==== DATA SHOWN

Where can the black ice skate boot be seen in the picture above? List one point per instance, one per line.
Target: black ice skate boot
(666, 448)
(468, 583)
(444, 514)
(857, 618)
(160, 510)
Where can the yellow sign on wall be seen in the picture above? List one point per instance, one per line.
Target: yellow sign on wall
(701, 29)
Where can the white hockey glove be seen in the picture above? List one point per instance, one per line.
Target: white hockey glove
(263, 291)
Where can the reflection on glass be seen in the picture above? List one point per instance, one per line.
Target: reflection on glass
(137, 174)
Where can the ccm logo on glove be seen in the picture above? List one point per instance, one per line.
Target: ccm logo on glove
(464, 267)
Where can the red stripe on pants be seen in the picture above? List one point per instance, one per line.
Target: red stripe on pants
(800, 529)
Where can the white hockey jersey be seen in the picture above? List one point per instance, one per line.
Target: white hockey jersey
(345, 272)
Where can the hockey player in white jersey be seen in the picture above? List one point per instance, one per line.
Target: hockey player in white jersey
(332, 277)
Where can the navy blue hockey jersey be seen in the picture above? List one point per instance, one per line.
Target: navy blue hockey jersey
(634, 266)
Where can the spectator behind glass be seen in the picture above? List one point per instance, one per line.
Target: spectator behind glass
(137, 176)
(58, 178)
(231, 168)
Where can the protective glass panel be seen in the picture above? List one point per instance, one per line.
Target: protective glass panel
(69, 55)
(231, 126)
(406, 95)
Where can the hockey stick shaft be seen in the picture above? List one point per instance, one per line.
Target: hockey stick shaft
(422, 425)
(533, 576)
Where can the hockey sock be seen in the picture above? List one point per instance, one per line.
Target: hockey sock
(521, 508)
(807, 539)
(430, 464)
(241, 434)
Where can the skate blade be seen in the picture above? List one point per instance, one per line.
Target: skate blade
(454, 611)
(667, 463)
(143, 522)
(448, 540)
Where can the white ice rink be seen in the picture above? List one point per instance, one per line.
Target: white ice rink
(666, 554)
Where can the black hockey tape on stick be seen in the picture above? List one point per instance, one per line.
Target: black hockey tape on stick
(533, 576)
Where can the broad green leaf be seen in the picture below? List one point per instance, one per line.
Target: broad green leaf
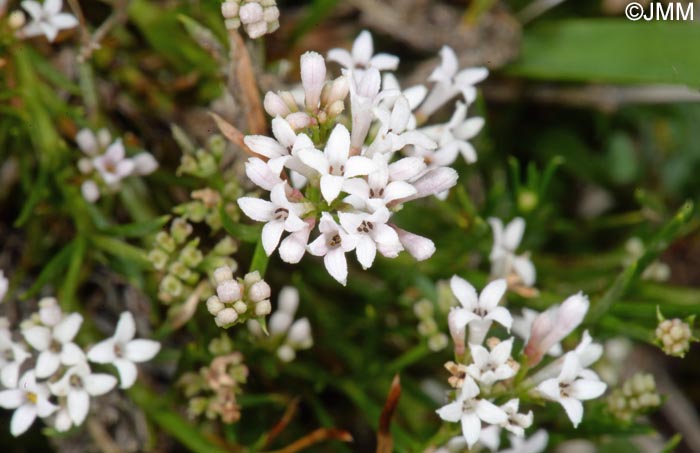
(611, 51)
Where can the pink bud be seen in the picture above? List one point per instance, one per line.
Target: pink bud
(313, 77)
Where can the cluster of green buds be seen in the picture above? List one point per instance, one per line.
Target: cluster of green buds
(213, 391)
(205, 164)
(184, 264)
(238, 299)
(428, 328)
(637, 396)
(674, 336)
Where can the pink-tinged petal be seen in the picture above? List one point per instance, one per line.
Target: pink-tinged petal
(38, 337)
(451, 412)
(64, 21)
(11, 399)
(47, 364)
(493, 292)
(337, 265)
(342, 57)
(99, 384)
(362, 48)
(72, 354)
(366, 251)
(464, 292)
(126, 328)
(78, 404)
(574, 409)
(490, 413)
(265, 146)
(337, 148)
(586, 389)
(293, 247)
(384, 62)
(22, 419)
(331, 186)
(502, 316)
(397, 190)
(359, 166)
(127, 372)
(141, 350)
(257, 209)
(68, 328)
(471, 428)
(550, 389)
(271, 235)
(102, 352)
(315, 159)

========
==== DATA SHOWN

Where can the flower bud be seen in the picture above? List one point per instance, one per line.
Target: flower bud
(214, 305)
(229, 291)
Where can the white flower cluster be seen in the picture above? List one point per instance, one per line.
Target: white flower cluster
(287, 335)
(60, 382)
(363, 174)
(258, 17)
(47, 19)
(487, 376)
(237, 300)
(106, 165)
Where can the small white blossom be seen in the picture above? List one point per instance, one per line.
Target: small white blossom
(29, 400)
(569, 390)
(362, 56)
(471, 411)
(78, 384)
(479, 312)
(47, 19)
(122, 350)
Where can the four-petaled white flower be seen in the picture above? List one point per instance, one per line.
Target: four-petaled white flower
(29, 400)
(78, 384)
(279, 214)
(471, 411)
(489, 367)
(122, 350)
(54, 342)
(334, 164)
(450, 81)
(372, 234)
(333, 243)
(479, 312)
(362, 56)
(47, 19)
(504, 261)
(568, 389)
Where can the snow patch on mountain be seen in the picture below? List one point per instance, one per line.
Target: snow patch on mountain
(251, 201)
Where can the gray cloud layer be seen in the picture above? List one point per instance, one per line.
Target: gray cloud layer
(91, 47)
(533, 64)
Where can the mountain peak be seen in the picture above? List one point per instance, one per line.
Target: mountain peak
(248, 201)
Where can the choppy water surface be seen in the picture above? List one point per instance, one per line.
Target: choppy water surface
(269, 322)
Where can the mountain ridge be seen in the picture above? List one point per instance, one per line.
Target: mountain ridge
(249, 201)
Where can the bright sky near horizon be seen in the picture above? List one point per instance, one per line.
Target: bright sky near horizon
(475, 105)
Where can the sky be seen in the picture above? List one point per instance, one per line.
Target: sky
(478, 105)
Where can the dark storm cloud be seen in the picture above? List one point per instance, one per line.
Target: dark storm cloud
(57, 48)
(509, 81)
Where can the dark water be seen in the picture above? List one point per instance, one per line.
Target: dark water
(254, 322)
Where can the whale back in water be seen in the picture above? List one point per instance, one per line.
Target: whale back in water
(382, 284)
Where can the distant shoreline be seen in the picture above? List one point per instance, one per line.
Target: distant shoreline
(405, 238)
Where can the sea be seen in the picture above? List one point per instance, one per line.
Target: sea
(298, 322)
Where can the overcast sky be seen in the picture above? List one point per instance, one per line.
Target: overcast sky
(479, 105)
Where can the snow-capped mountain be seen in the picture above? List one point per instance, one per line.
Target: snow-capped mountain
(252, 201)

========
==== DATA SHOWN

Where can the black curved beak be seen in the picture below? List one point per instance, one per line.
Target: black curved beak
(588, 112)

========

WORK INSTRUCTIONS ▸
Only the lines starting at the one with "Where can the black hockey" and ending at the one with "Where can the pink-tinged" should be printed, each exactly as it appears in the material above; the pictures are to be omitted.

TASK SOLUTION ▸
Where can the black hockey tape on stick be seen in the picture above? List one point per instance, one per line.
Target: black hockey tape on stick
(533, 576)
Where can the broad green leaf be seen in the picture below? List one point per instance, one per line.
Target: broad green leaf
(611, 51)
Where can the pink bud be seen in the picture above? List one point per instance, one per line.
Target: pink bud
(313, 77)
Where can the cluster of green buds be seen in the picture above? List one point per instance, one per line.
Target: cluster of green buds
(213, 391)
(205, 164)
(184, 264)
(238, 299)
(428, 328)
(637, 396)
(674, 336)
Where can the pink-tinged petal be seen in the picture above? List one point per instance, one per line.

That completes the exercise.